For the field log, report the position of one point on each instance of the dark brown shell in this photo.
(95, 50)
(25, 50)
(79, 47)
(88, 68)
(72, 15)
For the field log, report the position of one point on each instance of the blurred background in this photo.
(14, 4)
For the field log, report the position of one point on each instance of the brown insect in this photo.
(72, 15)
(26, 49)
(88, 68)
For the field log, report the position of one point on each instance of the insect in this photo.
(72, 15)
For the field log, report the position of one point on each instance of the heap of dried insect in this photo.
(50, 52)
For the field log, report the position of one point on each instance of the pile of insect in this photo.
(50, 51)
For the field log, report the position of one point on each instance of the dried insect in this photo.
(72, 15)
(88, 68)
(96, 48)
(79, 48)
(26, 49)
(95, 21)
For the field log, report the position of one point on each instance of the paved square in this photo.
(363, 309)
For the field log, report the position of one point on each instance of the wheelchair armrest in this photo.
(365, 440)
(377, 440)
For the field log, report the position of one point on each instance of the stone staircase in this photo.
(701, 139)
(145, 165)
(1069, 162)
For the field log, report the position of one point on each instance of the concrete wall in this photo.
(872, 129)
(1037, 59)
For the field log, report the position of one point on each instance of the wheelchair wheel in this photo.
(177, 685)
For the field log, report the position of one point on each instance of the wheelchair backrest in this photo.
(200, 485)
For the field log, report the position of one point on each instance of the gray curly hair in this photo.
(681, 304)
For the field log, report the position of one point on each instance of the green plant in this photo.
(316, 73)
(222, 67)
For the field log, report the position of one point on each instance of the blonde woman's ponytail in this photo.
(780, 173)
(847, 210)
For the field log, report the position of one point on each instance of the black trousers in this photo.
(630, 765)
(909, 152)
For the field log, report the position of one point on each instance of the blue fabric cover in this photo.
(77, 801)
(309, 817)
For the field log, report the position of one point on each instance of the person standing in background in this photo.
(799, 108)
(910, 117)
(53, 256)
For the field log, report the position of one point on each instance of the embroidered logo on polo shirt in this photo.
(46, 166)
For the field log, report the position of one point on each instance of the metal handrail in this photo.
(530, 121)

★ ★ ★ ★

EXERCISE AIM:
From the line containing "cover in this photo." through the end of the material, print each line exactly as it appears.

TASK RESPONSE:
For the field log, report the position of one point on each instance of the blue fabric cover in this photo.
(77, 801)
(309, 817)
For the field log, report the position of one point on each instance of the person standing in background in this photo.
(799, 108)
(910, 117)
(53, 256)
For the field log, report the position of one point on each instance of the embroidered logo on polo shirt in this photo.
(46, 166)
For the field log, report the position of one point on each instance of the metal handrail in this photo.
(530, 121)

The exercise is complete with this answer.